> Stated task: Pull out each line below that contains the string "wing", and copy those lines. Uppercase and lowercase must match.

--- Start ---

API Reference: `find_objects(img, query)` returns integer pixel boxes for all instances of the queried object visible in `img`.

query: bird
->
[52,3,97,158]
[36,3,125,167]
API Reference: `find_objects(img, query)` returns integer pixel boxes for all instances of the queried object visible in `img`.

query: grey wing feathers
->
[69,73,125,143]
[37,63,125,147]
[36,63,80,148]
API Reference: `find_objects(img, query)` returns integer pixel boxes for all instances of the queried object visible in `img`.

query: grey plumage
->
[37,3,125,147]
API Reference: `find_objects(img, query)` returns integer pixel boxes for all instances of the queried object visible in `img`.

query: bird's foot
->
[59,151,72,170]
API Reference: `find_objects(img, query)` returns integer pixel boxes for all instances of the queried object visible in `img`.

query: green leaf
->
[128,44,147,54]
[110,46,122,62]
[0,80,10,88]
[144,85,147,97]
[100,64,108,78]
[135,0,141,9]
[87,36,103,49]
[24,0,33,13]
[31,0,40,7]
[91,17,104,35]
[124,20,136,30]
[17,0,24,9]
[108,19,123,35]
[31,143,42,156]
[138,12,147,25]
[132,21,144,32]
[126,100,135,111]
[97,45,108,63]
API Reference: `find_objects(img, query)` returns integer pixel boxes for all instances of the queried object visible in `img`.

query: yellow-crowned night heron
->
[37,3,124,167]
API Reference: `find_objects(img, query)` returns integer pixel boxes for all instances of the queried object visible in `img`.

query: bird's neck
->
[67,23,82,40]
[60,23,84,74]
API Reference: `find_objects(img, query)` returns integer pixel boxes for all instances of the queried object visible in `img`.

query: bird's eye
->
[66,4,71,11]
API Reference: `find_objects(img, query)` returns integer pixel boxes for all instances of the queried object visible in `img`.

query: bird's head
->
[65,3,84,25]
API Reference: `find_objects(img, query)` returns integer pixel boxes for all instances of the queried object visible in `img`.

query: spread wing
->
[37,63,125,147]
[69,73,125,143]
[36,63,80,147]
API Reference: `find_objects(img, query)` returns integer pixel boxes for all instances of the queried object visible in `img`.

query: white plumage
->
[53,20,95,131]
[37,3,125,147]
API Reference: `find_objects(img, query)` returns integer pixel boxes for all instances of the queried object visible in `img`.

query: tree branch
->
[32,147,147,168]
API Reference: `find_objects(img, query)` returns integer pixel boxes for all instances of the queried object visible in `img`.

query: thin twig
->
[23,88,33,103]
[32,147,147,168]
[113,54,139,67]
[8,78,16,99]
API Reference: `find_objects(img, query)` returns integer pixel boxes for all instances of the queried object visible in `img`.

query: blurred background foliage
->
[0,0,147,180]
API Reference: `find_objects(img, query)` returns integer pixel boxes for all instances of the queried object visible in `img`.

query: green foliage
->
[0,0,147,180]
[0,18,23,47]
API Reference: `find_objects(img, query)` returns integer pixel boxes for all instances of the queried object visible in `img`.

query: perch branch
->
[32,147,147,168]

--- End ---

> Solution to this task:
query: grey wing feathers
query: spread wing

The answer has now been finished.